From the first line to the last, reproduce the material exactly.

•••

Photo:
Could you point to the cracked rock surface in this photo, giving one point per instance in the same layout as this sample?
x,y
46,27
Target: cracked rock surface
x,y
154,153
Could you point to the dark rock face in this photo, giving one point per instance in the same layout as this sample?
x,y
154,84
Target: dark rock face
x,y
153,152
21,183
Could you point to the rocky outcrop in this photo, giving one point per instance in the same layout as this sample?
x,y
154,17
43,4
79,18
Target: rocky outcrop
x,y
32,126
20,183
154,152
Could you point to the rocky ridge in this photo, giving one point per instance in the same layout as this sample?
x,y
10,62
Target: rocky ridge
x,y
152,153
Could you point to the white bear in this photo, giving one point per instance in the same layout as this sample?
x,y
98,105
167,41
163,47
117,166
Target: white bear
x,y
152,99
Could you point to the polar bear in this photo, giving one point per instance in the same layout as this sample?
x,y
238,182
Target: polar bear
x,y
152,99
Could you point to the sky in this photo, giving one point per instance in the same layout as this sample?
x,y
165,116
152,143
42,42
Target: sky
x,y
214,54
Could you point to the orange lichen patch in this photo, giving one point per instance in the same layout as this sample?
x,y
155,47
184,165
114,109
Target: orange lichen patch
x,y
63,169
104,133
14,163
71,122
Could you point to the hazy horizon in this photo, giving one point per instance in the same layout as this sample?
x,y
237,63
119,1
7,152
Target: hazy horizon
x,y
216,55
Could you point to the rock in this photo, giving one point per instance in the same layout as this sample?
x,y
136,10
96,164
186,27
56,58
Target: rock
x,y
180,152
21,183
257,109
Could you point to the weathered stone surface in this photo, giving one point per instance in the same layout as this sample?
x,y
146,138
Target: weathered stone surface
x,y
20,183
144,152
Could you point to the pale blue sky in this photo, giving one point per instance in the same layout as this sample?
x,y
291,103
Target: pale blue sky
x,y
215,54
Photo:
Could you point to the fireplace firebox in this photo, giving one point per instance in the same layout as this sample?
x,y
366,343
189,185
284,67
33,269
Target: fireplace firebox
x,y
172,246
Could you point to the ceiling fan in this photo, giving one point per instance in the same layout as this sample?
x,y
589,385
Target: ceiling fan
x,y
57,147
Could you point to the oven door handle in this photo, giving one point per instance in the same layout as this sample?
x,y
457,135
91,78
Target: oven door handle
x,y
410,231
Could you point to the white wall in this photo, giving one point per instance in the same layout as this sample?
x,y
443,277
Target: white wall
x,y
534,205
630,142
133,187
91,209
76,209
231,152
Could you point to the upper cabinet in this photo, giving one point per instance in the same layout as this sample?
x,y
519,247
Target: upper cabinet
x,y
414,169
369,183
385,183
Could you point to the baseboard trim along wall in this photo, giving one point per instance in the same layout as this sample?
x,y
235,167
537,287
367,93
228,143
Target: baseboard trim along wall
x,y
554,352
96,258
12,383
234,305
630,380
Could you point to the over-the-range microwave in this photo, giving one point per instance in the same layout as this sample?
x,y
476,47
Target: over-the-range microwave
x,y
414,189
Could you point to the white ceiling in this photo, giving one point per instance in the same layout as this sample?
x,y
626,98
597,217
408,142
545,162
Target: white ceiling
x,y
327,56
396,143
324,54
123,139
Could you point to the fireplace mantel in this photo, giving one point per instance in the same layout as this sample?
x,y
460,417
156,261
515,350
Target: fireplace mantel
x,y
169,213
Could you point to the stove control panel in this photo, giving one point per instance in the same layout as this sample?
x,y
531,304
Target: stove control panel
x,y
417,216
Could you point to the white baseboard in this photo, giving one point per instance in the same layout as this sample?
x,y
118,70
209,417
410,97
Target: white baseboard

•••

Result of this task ->
Photo:
Could you point to the cracked rock surface in this photo, giving one point per instance in the same layout as this sample?
x,y
46,27
Target: cracked rock surface
x,y
154,153
Could you point to the dark rock face in this photo, giving one point per instance in the same layout as this sample?
x,y
154,84
Target: dark rock face
x,y
153,152
21,183
Could you point to the rocky outcrop in this photo, giving one point per instance in the same layout as this sample?
x,y
154,17
43,4
79,18
Target: rocky outcrop
x,y
32,126
20,183
154,152
Could you point to the rocky ridge in this photo, giving one point per instance in the same layout as this sample?
x,y
10,62
Target: rocky ridge
x,y
152,153
Could you point to the white bear in this photo, giving one point per instance in the same layout as this sample?
x,y
98,105
167,41
163,47
117,166
Target: white bear
x,y
152,99
Could you point to the polar bear in this photo, giving one point per instance in the same layout as this sample?
x,y
238,182
Target: polar bear
x,y
152,99
Could you point to the sky in this photo, giving one point per instance in the same layout as this sample?
x,y
165,116
152,143
42,42
Target: sky
x,y
214,54
Could you point to the orange lichen patch in this photo, giving one point per instance in the same layout as this sample?
x,y
155,47
184,165
114,109
Target: orange lichen patch
x,y
63,169
104,133
14,163
71,122
Could you point to the hazy horizon in this photo, giving one point per instance in the same layout as this sample?
x,y
237,63
119,1
7,152
Target: hazy horizon
x,y
216,55
Could you point to the rock in this photo, giving one point per instance in the same layout as this sample?
x,y
136,10
96,164
186,27
56,58
Target: rock
x,y
180,152
21,183
257,109
Could you point to the weathered stone surface in this photo, giving one point per instance in the same layout as this sample?
x,y
146,138
Target: weathered stone surface
x,y
20,183
144,152
Could you point to the pale blue sky in this photo, giving one point per instance in the same layout as this sample?
x,y
291,103
Target: pale blue sky
x,y
215,54
Photo:
Could you point to the fireplace firebox in this photo, giving one point per instance in the same layout as this sample?
x,y
366,343
189,185
284,67
33,269
Target: fireplace firebox
x,y
172,246
Could you point to the ceiling fan in this photo, giving one point per instance in the same layout as this sample?
x,y
589,385
Target: ceiling fan
x,y
57,147
Could you point to the oven door handle in this photo, giving one point per instance in the same layout as this sample?
x,y
457,135
91,78
Target: oven door handle
x,y
410,231
Could you point to the white wall in this photo, giving one point per instance in the same layout as this sample?
x,y
443,277
Target: white wall
x,y
534,205
630,142
133,187
91,209
76,209
231,152
Could you point to the upper cabinet in this photo, giving one point per instance in the same layout as this sample?
x,y
519,247
Target: upper cabinet
x,y
414,169
369,183
385,183
Could you point to the baseboard trim along wall in this photo, giving one point per instance in the same layout as this sample?
x,y
235,167
537,287
367,93
228,143
Target: baseboard trim along wall
x,y
554,352
96,258
12,383
234,305
630,380
Could you point to the over-the-range microwave in this photo, giving one point per instance in the same layout as this sample?
x,y
476,47
Target: over-the-range microwave
x,y
414,189
Could you point to the white ceiling in this photo, giving one point per instance in the same layout as this sample?
x,y
626,98
597,217
408,142
545,162
Target: white ceiling
x,y
327,56
396,143
324,54
123,139
Could you point to the fireplace mantel in this photo, giving one point per instance in the same layout as this sample?
x,y
460,417
156,261
515,350
Target: fireplace mantel
x,y
169,213
Could you point to the stove control panel in this photo, giving one point per instance in the same layout as this sample?
x,y
531,304
Target: stove control panel
x,y
417,216
Could you point to the white baseboard in this photo, giving one point per instance in the same layout as this sample?
x,y
118,70
209,417
410,97
Target: white baseboard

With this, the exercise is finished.